解くべき課題>
a - 掲載本文によると、このクリニックは何年に開業しましたか。
b - 柏原での開業とリハビリを扱った掲載本文を、最後の文の後から書き続けてください。

=== 掲載本文 ===

私は生まれた時から柏原に住んでいて、両親もこの地域の住人です。育った場所だからこそ、地域の特性もよく理解していました。柏原は昔ながらの人が多く住む、ほのぼのとした田舎町です。新興住宅や若い世代の流入が少ない分、本当に昔からの住民が多い。実際、患者さんの中には私の両親の知り合いや親戚の知人も来られます。そういう人とのつながりを大切にする土地柄です。また、医療面では整形外科クリニックも少なかったこともあり、痛みの専門医療を提供する意義があると考えました。40歳という年齢もあり、開業するなら今だと、2008年にこの地で開業しました。駅直結という立地も、痛みを抱える患者さんが受診しやすいという点で理想的でした。
リハビリにも力を入れていると伺いました。

開業当初はリハビリ施設がなく、ブロック注射だけで治療していましたが、根本的な解決につながっていないことに気づいたのです。ブロック注射は対症療法なので、一時的な痛みの改善は図れたとしても痛みが出ないような状態を継続するものではありません。根本的な解決を図るにはリハビリが不可欠なんです。そこでリハビリ施設を作り、今では当院の基盤として非常に力を入れています。一旦ブロック注射で痛みの改善を図った後、リハビリで筋力強化や姿勢改善を行うことで、次のブロック注射までの期間を延ばしていき、痛みが出にくい状態をめざしていくというのが基本的な流れです。

=== 記録データ ===

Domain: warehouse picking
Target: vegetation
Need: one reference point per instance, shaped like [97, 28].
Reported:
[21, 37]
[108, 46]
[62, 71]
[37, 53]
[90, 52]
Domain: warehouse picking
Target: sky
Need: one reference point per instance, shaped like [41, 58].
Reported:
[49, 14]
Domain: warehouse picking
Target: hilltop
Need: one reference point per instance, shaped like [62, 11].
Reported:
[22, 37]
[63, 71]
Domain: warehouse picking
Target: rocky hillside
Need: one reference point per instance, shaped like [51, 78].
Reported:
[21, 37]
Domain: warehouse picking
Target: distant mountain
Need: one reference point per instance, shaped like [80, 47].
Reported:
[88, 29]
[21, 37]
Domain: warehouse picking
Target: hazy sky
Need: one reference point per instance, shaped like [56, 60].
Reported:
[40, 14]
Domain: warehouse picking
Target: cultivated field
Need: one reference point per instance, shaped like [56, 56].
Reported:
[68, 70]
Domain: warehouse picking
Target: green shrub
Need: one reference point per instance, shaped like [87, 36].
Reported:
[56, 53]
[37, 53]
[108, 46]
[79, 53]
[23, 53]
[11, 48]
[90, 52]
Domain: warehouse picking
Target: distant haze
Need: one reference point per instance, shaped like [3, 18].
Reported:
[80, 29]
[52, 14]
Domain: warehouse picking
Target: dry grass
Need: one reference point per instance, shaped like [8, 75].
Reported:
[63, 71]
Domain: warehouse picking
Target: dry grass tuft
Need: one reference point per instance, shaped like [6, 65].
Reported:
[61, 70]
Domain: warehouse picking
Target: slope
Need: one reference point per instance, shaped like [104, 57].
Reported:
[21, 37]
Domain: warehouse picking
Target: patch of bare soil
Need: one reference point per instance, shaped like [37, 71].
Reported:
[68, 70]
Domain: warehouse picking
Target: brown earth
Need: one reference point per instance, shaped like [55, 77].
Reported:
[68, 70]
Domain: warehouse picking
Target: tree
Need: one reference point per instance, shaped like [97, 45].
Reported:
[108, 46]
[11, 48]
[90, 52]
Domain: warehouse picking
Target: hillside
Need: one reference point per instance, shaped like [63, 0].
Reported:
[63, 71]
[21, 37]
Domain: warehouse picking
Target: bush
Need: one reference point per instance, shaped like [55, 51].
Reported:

===

期待される結果>
a - 2008年です。

b -
麻酔科医師の専門性を生かした安全性に配慮した治療
どのような症状の患者さんが多く来院されますか?

患者さんの約8割は腰痛、肩凝り、膝痛、肩痛、首痛といった整形外科的な痛みを抱えた方々です。基本的には整形外科に通院しているような患者さんが多いです。残りの2割は、症状がひどい帯状疱疹後神経痛、頭痛・顔面痛・全身痛など「どこに行っても異常がないと言われた」という患者さん。頭が痛くて脳外科、胸が痛くて循環器内科などを受診したけれど異常が見つからないという方が、最終的に当院にいらっしゃいます。痛みの原因がわからない患者さんに対しても、どこの診療科で診るべきかの振り分けができますし、原因不明、治療困難な難治性の痛みで当院で対応できないと判断した場合は大学病院などの適切な痛み治療の専門施設へと迅速に紹介する体制も整えています。
貴院の特徴を教えてください。
先ほどお伝えしたように、局所麻酔薬を用いたブロック治療とリハビリを融合させ、根本的な痛みの解決をめざしていることが大きな特徴です。これは、関西でもあまり多くない形態ではないでしょうか。加えて「痛み」の特性から、予約制をとっていないことも当院ならではだと思います。痛みは急に出るものなので、「来週の予約」では間に合わないんです。来週には痛みがもっとひどくなっている可能性もあります。だからこそ、予約診療が主流の時代でも、あえて予約制はとらずに、「いつでも来てください」という体制を貫いています。その分、待ち時間が長くなることもありますが、痛い人を迅速に診ることを最優先にしていますので、ご理解いただけたら幸いです。ただ、初診時だけは予約ができるようにもしています。
ブロック治療について、こちらの強みを教えてください。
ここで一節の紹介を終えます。